(Collected data)
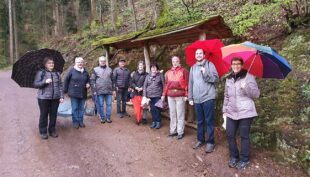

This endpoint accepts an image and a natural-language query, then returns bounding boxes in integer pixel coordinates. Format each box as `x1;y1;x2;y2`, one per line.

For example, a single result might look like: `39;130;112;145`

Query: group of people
33;48;260;170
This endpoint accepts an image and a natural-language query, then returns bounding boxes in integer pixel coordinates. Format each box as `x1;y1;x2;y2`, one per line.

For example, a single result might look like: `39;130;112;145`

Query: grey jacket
188;60;219;104
33;70;64;99
223;73;260;120
143;72;165;98
90;66;113;95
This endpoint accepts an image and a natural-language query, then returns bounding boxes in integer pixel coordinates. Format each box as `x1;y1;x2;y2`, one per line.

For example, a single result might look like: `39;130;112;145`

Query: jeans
116;88;128;114
70;97;86;124
38;99;60;134
194;99;215;144
150;97;161;122
226;117;253;162
168;96;185;135
96;94;112;120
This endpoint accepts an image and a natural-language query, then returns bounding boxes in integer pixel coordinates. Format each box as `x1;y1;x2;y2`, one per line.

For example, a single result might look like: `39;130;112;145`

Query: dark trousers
116;88;128;114
38;99;60;134
226;117;253;162
150;97;161;122
194;99;215;144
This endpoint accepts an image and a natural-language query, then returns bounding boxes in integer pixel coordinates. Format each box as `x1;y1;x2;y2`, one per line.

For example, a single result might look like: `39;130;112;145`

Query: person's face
119;61;125;67
151;66;157;73
99;59;106;66
171;57;180;68
138;63;144;70
195;49;205;61
76;60;84;69
231;60;243;73
45;60;54;71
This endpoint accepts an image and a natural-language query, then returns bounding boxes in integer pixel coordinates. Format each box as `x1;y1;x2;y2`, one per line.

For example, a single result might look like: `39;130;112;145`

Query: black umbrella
11;48;65;88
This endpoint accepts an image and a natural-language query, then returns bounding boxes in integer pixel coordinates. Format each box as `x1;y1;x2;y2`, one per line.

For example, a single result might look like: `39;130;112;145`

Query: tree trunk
110;0;116;31
91;0;97;21
8;0;14;64
143;45;151;73
12;0;18;60
130;0;137;31
73;0;80;29
53;1;59;36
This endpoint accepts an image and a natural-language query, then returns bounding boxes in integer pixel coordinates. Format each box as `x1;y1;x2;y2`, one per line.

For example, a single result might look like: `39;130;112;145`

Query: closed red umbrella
131;96;143;123
185;39;229;77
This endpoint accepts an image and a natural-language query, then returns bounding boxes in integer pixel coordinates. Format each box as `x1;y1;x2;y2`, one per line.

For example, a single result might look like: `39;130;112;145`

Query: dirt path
0;70;306;177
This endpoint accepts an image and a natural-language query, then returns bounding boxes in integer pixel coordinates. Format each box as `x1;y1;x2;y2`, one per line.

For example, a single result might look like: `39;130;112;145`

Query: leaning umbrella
185;39;230;77
11;48;65;88
221;41;292;79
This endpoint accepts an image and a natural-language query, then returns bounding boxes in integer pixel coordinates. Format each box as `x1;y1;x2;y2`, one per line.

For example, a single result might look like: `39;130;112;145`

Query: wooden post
104;46;110;67
199;31;206;40
143;44;151;73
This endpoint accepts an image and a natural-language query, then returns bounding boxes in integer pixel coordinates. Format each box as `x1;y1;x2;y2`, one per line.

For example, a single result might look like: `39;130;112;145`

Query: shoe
236;161;250;170
150;122;156;128
141;119;147;124
101;119;106;124
73;123;79;129
205;143;215;153
168;133;178;137
118;114;123;118
49;132;58;138
155;122;161;129
106;119;112;123
193;141;204;149
228;158;239;168
123;112;131;117
40;134;48;140
136;120;140;125
177;134;184;140
79;123;86;128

▶ **Task goal**:
All entries should be reproduced exactly; no picture belongs in the result.

▶ **Answer to the problem**:
This endpoint accepts an image and a natural-language query, then returns bounding boxes in integer pixel coordinates. Format each box as `x1;y1;x2;y2`, one per line.

For example, a single result might look like: `39;130;112;145`

Query: group of people
33;48;260;170
This endpoint accepts an image and a natural-language query, then returns bounding boxes in integer pixel coordinates. Format each box as `x1;y1;x2;y2`, one per line.

For example, a single result might look like: `39;130;112;145`

Query: grey jacket
188;60;219;104
33;70;64;99
223;73;260;120
143;72;165;98
90;66;113;95
This endpoint accepts an image and a natural-language query, then returns bounding boxes in integer pixel coordinates. Format each box as `x1;y1;x2;y2`, one per line.

For example, a single result might look like: `39;130;112;145`

Query: jeans
116;88;128;114
70;97;86;124
38;99;60;134
194;99;215;144
150;97;161;122
226;117;253;162
168;96;185;135
96;94;112;120
This endpoint accepts an image and a natural-language query, then returns bounding boxes in integer pixel coordinates. Format each box as `x1;y1;x2;y2`, one per line.

For example, a single result might look like: `39;130;112;145`

Query: dark trousers
116;88;128;114
38;99;60;134
226;117;253;162
150;97;161;122
194;99;215;144
This endpoint accepts an image and a natural-language query, then returns bounding boxes in integer pixel coordinates. Format each box as `x1;y1;x2;y2`, one per line.

For example, a single result might look like: `39;130;112;145`

Query: person's face
119;61;125;67
151;66;157;73
99;59;106;66
171;57;180;68
138;63;144;70
195;49;205;61
76;60;84;69
231;60;243;73
45;60;54;71
This endpoint accepts an image and a natural-language query, then returns bounding boxes in integer pixel coordinates. Format each box as `x1;y1;x2;y2`, one per line.

For example, a single result might look like: `39;130;112;145`

Query: black umbrella
11;48;65;88
This endpoint accepts an image and a natural-language query, then returns bounding boxes in integer pixel coordinates. Format each box as `x1;y1;x2;y2`, one per line.

For example, a single result might look like: `39;130;112;145`

Query: tree trunk
110;0;116;31
91;0;97;21
8;0;14;64
143;45;151;73
12;0;18;60
130;0;137;31
73;0;80;29
53;1;59;36
This endpoint accepts an image and a natural-language query, then returns bounding boxes in integer pixel coordinates. Format each box as `x1;y1;x2;y2`, one per line.

For example, a single result might look like: `39;130;112;145`

Query: closed red umbrella
131;96;143;123
185;39;229;77
This endpoint accepts an image and a natural-language query, then returns bounding boxes in integer pixel coordinates. Format each box as `x1;y1;x2;y2`, one per line.

For example, a single result might look like: `39;130;112;145`

Query: dirt path
0;70;306;177
This endpoint accepts an image and a natural-language query, then returns bounding boxes in integer pixel coordinates. Format each box as `x1;y1;x2;y2`, one per line.

For example, a single result might look like: `39;130;112;145`

Query: leaning umbrella
185;39;230;77
11;48;65;88
221;41;292;79
This endpoint accepts an image and a natural-language query, then returns bounding boxes in integer pixel coordinates. Format each box as `x1;y1;x2;y2`, one per line.

For example, a single result might look like: `39;130;112;145`

Query: wooden post
104;46;110;67
199;31;206;40
143;44;151;73
This endpoint accepts an image and a natural-language query, then returns bounding boxes in integer pixel coordinates. Format each box as `x1;y1;x2;y2`, one per line.

For example, a single result might look like: `39;130;112;145`

Query: shoe
236;161;250;170
150;122;156;128
141;119;147;124
101;119;106;124
73;123;79;129
205;143;215;153
168;133;178;137
118;114;123;118
49;132;58;138
155;122;161;129
106;119;112;123
193;141;204;149
228;158;239;168
123;112;131;117
40;134;48;140
136;120;140;125
177;134;184;140
79;123;86;128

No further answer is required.